Page:
>> begin

Studio album by Jean-Jacques Goldman
- Released: January 1984
- Recorded: Décember 1983 Studio Gang, Paris, France
- Genre: New wave, pop rock, progressive rock
- Label: JRG/BMG
- Producer: Jean-Jacques Goldman, Marc Lumbroso

Jean-Jacques Goldman chronology
| Minoritaire (1982) | Positif (1984) | Non homologué (1985) |

Singles from Positif
- "Envole-moi" Released: January 1984; "Encore un matin" Released: May 1984; "Long Is the Road (Américain)" Released: October 1984;

= Positif (album) =

Positif was a 1984 studio album by Jean-Jacques Goldman, his third solo album recorded in French. It was recorded at Studio Gang by Olivier do Espirito Santo and Jean-Pierre Janiaud. It was released by JRG/BMG Music Publishing. It was certified diamond in France for sales of 1,000,000 copies.

>> end

Recorded data:
>> begin

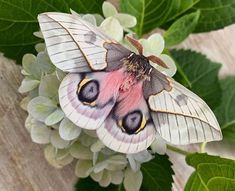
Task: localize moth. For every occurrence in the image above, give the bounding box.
[38,12,222,153]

>> end

Work to be completed: Below the data, copy the passage from the page on the album Positif verbatim, starting with "Jean-Jacques Goldman chronology" and going on through "of 1,000,000 copies.".

Task output:
Jean-Jacques Goldman chronology
| Minoritaire (1982) | Positif (1984) | Non homologué (1985) |

Singles from Positif
- "Envole-moi" Released: January 1984; "Encore un matin" Released: May 1984; "Long Is the Road (Américain)" Released: October 1984;

= Positif (album) =

Positif was a 1984 studio album by Jean-Jacques Goldman, his third solo album recorded in French. It was recorded at Studio Gang by Olivier do Espirito Santo and Jean-Pierre Janiaud. It was released by JRG/BMG Music Publishing. It was certified diamond in France for sales of 1,000,000 copies.